Instruction ▸ Print all of the data below line for line without changing anything, and leave the pictures out.

[Extracted data entries]
────────────────────────────────────────
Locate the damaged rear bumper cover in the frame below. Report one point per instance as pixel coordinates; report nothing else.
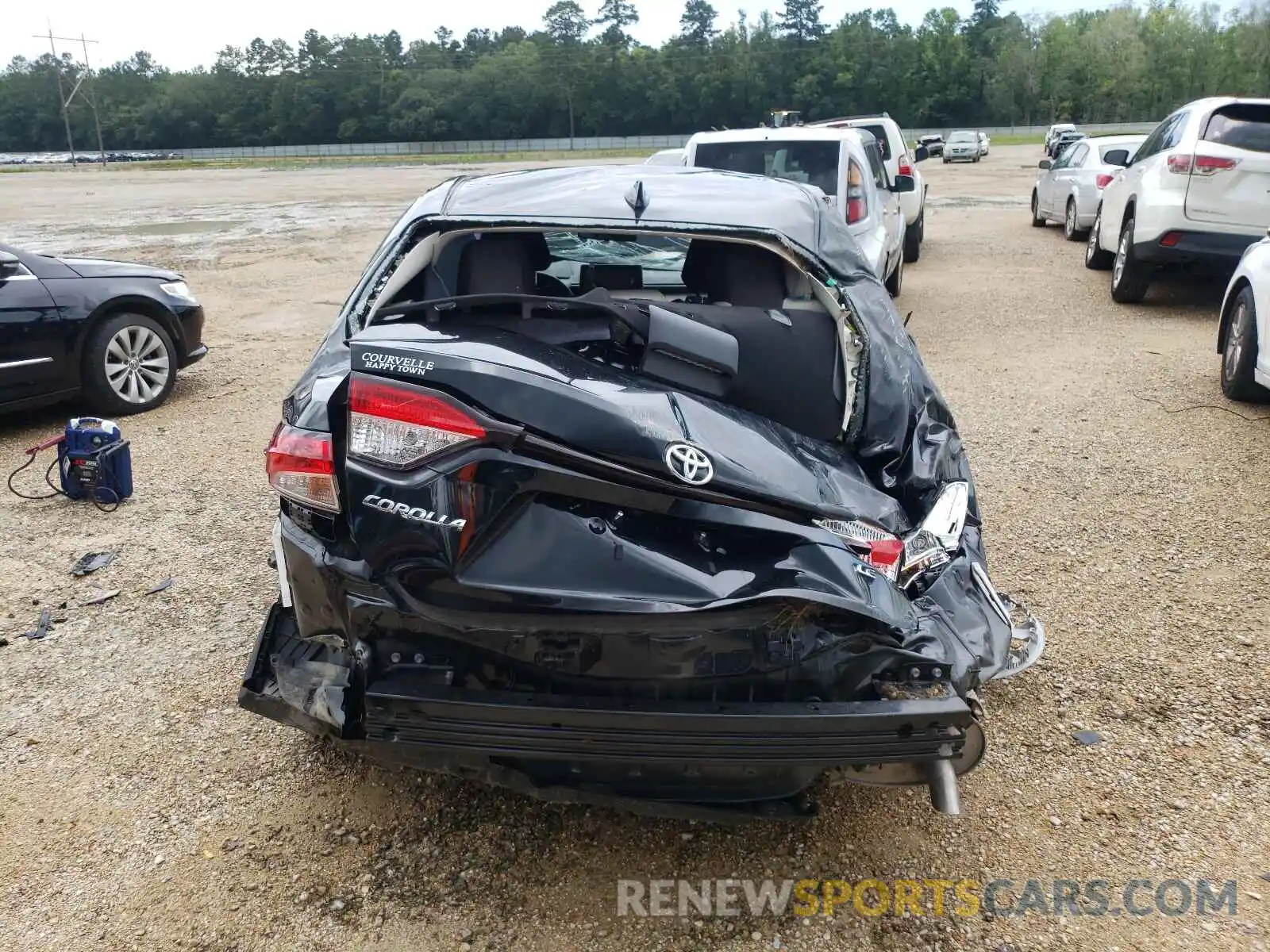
(689, 759)
(764, 724)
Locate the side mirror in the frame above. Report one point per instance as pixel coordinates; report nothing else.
(10, 264)
(903, 183)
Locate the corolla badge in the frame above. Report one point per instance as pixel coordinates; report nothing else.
(689, 463)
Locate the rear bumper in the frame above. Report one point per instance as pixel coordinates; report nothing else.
(1218, 251)
(705, 759)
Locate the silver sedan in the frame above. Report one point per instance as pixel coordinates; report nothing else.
(1068, 188)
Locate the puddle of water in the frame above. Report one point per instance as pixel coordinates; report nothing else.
(976, 202)
(184, 228)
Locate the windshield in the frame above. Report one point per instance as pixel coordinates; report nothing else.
(810, 162)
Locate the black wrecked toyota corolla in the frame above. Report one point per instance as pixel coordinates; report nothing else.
(626, 486)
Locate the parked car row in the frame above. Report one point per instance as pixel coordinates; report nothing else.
(552, 486)
(857, 164)
(965, 146)
(1191, 198)
(80, 158)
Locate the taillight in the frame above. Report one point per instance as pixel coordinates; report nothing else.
(1212, 164)
(399, 425)
(872, 543)
(1203, 165)
(302, 467)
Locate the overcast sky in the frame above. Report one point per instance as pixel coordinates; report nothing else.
(184, 35)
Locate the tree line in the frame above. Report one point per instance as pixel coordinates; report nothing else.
(582, 74)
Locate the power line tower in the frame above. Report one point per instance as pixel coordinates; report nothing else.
(83, 88)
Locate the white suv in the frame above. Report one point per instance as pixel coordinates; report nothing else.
(1197, 192)
(899, 162)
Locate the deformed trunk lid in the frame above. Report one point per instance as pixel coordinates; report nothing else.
(625, 419)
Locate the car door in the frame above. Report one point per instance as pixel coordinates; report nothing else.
(32, 352)
(1064, 179)
(888, 201)
(864, 216)
(1045, 187)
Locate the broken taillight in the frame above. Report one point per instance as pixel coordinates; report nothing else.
(399, 425)
(872, 543)
(929, 546)
(302, 467)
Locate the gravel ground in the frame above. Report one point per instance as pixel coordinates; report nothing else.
(1126, 501)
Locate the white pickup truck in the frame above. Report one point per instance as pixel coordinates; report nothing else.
(845, 164)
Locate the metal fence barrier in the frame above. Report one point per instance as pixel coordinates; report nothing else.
(506, 146)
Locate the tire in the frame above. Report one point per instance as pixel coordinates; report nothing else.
(1071, 230)
(1038, 220)
(914, 238)
(1095, 258)
(130, 365)
(1130, 277)
(895, 281)
(1240, 355)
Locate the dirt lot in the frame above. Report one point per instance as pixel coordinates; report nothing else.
(1124, 501)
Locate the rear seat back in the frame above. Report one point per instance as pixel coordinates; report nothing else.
(737, 273)
(502, 263)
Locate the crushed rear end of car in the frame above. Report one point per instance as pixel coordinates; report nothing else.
(694, 554)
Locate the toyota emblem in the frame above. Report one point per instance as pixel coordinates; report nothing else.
(689, 463)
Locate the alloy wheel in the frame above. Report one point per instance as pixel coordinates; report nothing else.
(1235, 340)
(1122, 254)
(137, 365)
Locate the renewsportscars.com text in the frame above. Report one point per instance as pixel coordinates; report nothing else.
(937, 898)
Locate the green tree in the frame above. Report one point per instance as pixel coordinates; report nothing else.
(696, 25)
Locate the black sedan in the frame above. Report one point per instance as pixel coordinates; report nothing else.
(110, 332)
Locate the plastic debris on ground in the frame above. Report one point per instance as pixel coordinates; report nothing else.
(92, 562)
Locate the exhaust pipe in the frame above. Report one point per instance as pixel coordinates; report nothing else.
(945, 795)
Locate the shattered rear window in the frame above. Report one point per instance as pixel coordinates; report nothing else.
(1241, 126)
(654, 253)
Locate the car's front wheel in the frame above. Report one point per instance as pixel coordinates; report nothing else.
(914, 238)
(1038, 219)
(1095, 258)
(895, 282)
(1240, 355)
(1130, 277)
(130, 365)
(1071, 226)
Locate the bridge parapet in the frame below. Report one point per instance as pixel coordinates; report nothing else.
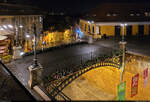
(58, 81)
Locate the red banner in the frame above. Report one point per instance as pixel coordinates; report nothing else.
(134, 85)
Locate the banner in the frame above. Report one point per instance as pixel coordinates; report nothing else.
(121, 91)
(145, 76)
(134, 85)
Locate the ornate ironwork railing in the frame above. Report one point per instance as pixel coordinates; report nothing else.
(55, 83)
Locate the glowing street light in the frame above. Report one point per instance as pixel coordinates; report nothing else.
(123, 45)
(5, 26)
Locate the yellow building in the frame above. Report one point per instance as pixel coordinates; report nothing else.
(107, 19)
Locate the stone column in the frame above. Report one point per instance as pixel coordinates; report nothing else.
(35, 75)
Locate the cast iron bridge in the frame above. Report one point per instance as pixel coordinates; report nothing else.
(58, 81)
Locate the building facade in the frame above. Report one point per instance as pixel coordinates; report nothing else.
(107, 19)
(16, 23)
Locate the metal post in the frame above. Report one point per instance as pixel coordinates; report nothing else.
(35, 56)
(16, 30)
(123, 55)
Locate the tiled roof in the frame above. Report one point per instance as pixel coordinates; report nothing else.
(17, 9)
(113, 12)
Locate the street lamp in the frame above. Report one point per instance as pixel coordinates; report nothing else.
(35, 69)
(122, 47)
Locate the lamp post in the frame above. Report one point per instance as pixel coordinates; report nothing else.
(17, 48)
(35, 56)
(122, 47)
(35, 69)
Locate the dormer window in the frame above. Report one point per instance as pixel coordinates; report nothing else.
(138, 14)
(114, 14)
(131, 14)
(94, 15)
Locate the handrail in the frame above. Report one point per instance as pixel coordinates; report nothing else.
(17, 81)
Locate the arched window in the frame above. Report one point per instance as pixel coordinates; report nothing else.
(89, 29)
(85, 28)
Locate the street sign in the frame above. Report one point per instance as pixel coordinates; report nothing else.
(134, 85)
(121, 91)
(145, 76)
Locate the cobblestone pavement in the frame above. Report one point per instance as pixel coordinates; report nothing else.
(10, 90)
(50, 59)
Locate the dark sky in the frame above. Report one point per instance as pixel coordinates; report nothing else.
(70, 6)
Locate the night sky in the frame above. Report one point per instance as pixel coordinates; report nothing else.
(69, 6)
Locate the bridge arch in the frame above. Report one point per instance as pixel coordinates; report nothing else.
(70, 78)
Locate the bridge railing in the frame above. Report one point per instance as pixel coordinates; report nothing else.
(4, 67)
(73, 64)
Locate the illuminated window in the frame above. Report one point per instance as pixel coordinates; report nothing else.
(85, 27)
(147, 13)
(108, 14)
(94, 15)
(89, 28)
(93, 29)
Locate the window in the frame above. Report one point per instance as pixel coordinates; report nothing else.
(131, 14)
(147, 13)
(94, 15)
(85, 27)
(89, 29)
(93, 29)
(138, 14)
(108, 14)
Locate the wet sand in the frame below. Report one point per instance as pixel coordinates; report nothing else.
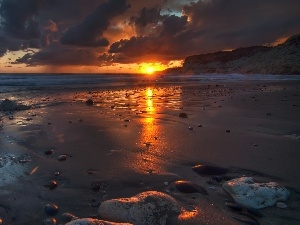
(132, 140)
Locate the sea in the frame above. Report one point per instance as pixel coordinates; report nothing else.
(23, 81)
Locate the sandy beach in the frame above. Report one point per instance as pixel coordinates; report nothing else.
(132, 140)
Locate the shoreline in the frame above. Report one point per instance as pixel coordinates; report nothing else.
(133, 140)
────────────────────────────────────────
Correct output ▸
Locate the damaged rear bumper cover in the frame below. Report one point per instance as pixel coordinates; report nothing else.
(689, 759)
(764, 724)
Locate the side mirror in the frame above. Report one point per instance as pixel coordinates; report nothing else.
(10, 264)
(903, 183)
Locate the corolla badge in the frame above. Report one point per instance as pixel coordinates; report nothing else.
(689, 463)
Locate the rear bumper in the frame above. Report one point per instance as pixel coordinates; report nothing else.
(1218, 251)
(705, 759)
Locate the silver sedan in the frame above. Report one point per instance as pixel coordinates; report nothing else.
(1068, 188)
Locate the puddle of water in the frame above. Report one point per instance as pixel coordinates; report nothing else.
(976, 202)
(184, 228)
Locate the windshield in the frame above. Report one point per instance as pixel coordinates; report nothing else.
(810, 162)
Locate the black wrecked toyota corolla in the frame above. Report one point per instance as pixel coordinates; report nothing else.
(626, 486)
Locate the parked car row in the frame above. Report one point per instance as pixel coordinates; report nothing else.
(552, 486)
(857, 164)
(965, 146)
(1191, 198)
(80, 158)
Locate the taillight in the frame above. Report one point per instance as pixel coordinates; report nothing else.
(1212, 164)
(399, 425)
(872, 543)
(1203, 165)
(302, 467)
Locate the overcast sky in the frame above. Report one point per instance as pixel coordinates; report nothing else.
(184, 35)
Locate the tree line in the frame above. Report one point per instance as pixel coordinates; report nothing else.
(582, 74)
Locate the power line tower in the frame above. Report one point per instance as pixel coordinates; report nothing else.
(83, 88)
Locate the white suv in the frame above. Report one point per instance as pixel coordinates; report nothing else.
(1197, 192)
(899, 162)
Locate the deformed trunk lid in the frame above. Report one point per instance as pixel coordinates; report nothing else.
(625, 419)
Locate the car door in the frame above. Report one point per instance as pixel coordinates; report nothing else.
(32, 352)
(1064, 179)
(888, 201)
(864, 216)
(1045, 187)
Locate the broken taillight in the frame above. Report one point per instance as pixel coordinates; report nothing else.
(399, 425)
(872, 543)
(929, 546)
(302, 467)
Locate the gravel ground in the frame above. Report one point per instance as pixel coordinates; report nothing else.
(1126, 501)
Locate the white pickup truck in the frame above. Report one point per instance as pixel coordinates; report nothing else.
(845, 164)
Locate the metal fence barrier in the frame above. Report one point per instance as pixel coordinates; report nothing else.
(506, 146)
Locate the tire in the frame above. Report one point per instance as pixel coordinates; report nothing else.
(1071, 230)
(1038, 220)
(914, 238)
(1095, 258)
(130, 365)
(1130, 277)
(895, 281)
(1240, 355)
Locate the dirt lot in the frame above. Report one point per instance as pixel coordinates; report nothing else.
(1124, 501)
Locate the rear seat back in the frame above. Report one point per instance as pixel coordinates; report nothing else.
(737, 273)
(502, 263)
Locate the crushed rear end of car in the frame above. Report one point per instance as pixel coordinates; report nothing else.
(694, 554)
Locate the toyota emblem in the frame above. Report one point per instance as pixel coordinates; report nothing else.
(689, 463)
Locate the alloy wheel in the frame above. Report one point per instance as pixel coordinates; report nothing else.
(1235, 340)
(1122, 254)
(137, 365)
Locate the renewsportscars.com text in the frame above. Report one point per instance as pixel coordinates; report nothing else.
(937, 898)
Locate the green tree in the frame above. Report one point per instance as pixel coordinates; report nothing else.
(696, 25)
Locate the black sedan in the frame above. Report one point per instance as pixel coordinates; report nothing else.
(110, 332)
Locate the plastic debris on ground in the frame above. Report one point per instance as pixel coordinates; report nothing else.
(92, 562)
Locate the exhaust pipe in the frame above. Report one point per instance as pixel coordinates; report nothing else.
(945, 795)
Locate the shattered rear window in the frame above. Report one point per instance as pixel coordinates; report nothing else.
(1241, 126)
(654, 253)
Locate the car's front wheel in the frame above. Report one point per instance as pixel coordinates; report nothing else.
(914, 238)
(1038, 219)
(1095, 258)
(895, 282)
(1240, 355)
(1130, 277)
(130, 365)
(1071, 226)
Locate the bridge parapet in the frame below. Report one point per instance as pixel coordinates; report nothing else.
(58, 81)
Locate the red banner in the frame above. Report one point per instance as pixel coordinates; report nothing else.
(134, 85)
Locate the banner in the frame above. Report one point per instance as pixel coordinates; report nothing else.
(121, 91)
(145, 76)
(134, 85)
Locate the ornate ironwork railing in the frame above. Report one point per instance as pixel coordinates; report nothing else.
(55, 83)
Locate the glowing street light in the frame above. Report one point per instance as pixel coordinates; report nothing else.
(123, 45)
(5, 26)
Locate the yellow building in the frame above. Report one point per instance as pixel coordinates; report nothing else.
(107, 19)
Locate the stone column in the frame above. Report one point per instance as pixel coordinates; report nothing else.
(35, 75)
Locate the cast iron bridge in the frame above. Report one point per instance as pixel coordinates; report nothing else.
(58, 81)
Locate the building facade in the frame above. Report one point per instance as pixel coordinates; report nothing else.
(107, 19)
(16, 23)
Locate the metal post in the frame above. Report one point per instance as pixel coordinates; report nothing else.
(35, 56)
(16, 30)
(123, 55)
Locate the tiled roof in the frame above. Report one point per instance as pixel coordinates; report nothing else.
(17, 9)
(113, 12)
Locate the street lamp in the frame above. Report one point per instance as pixel coordinates; report nothing else.
(35, 69)
(122, 47)
Locate the lamp post in the frame above. Report one point per instance as pixel coordinates; report nothing else.
(17, 48)
(35, 56)
(122, 47)
(35, 69)
Locate the dormer window in the frame above. Report one point per instance as pixel coordinates; report nothing else.
(138, 14)
(114, 14)
(131, 14)
(94, 15)
Locate the handrail in the frame above. Report one point per instance as pixel coordinates; report nothing else.
(17, 81)
Locate the arched window in the frame above. Report one point per instance as pixel coordinates; report nothing else.
(89, 29)
(85, 28)
Locate the street sign in the frame above. Report one point per instance as pixel coordinates; report nothing else.
(134, 85)
(121, 91)
(145, 76)
Locate the cobblestone pavement in the frame above. Report one point per instance as pixel coordinates; report nothing else.
(10, 90)
(50, 59)
Locate the dark sky in the frame above. Report one point per instance as pixel coordinates; report nothing else.
(70, 6)
Locate the night sky in the frame above. Report one point per instance as pixel coordinates; report nothing else.
(69, 6)
Locate the bridge arch in the frame above. Report one point per instance as pixel coordinates; report nothing else.
(70, 78)
Locate the bridge railing in the frame above. Report one point per instance as pixel coordinates; report nothing else.
(4, 67)
(73, 64)
Locate the illuminated window in the frame above. Report one point per instance as pixel coordinates; report nothing else.
(85, 27)
(147, 13)
(108, 14)
(94, 15)
(89, 28)
(93, 29)
Locate the window in the frame above. Report one point per instance as pixel coordinates; report nothing else.
(131, 14)
(147, 13)
(94, 15)
(85, 27)
(89, 29)
(93, 29)
(138, 14)
(108, 14)
Locate the wet sand in the frame below. Report one point per instance as pixel coordinates; report nothing else.
(132, 140)
Locate the sea in the frame above. Report one point per instance as pixel coordinates; report nothing else.
(23, 81)
Locate the sandy beach in the frame above. Report one point per instance as pixel coordinates; report nothing else.
(132, 140)
Locate the shoreline in the frame above. Report one point per instance as pixel coordinates; report nothing else.
(133, 140)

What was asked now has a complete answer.